_ENTRIES SHOWN_:
_____
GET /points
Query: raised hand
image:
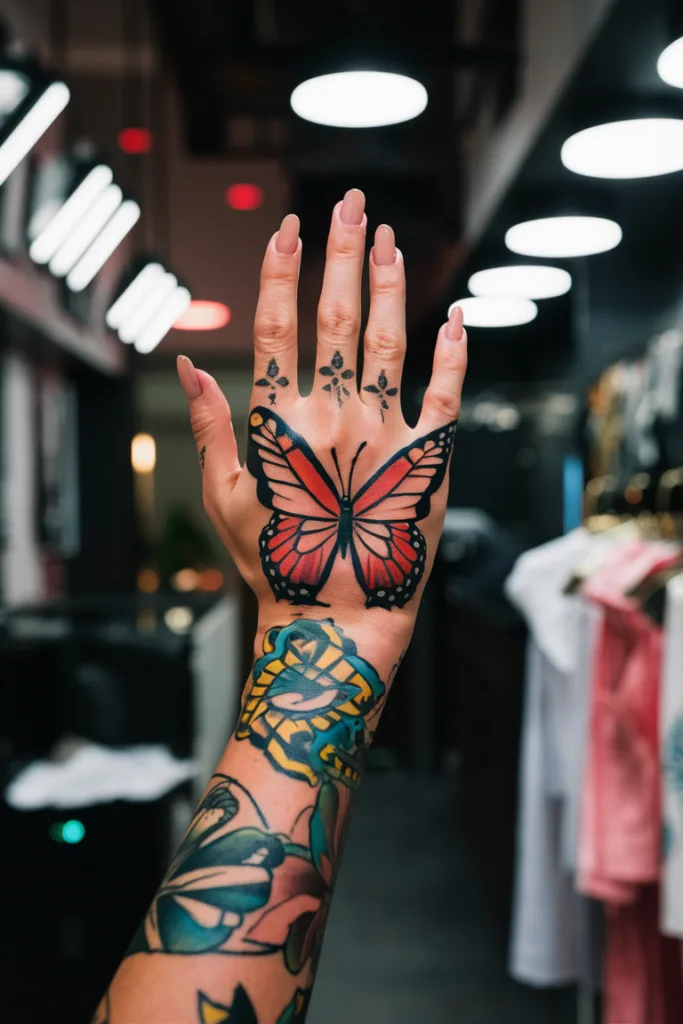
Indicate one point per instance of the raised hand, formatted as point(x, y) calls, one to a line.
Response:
point(340, 503)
_____
_STATED PROBLEM_: Please pull out every line of the records above, copying each one word for word, and leave the pictures out of your answer.

_TASK SOLUTION_:
GET /points
Query: raised hand
image:
Indicate one point per instance of the raised hand, formatted as point(x, y) calls, one to a line.
Response:
point(340, 503)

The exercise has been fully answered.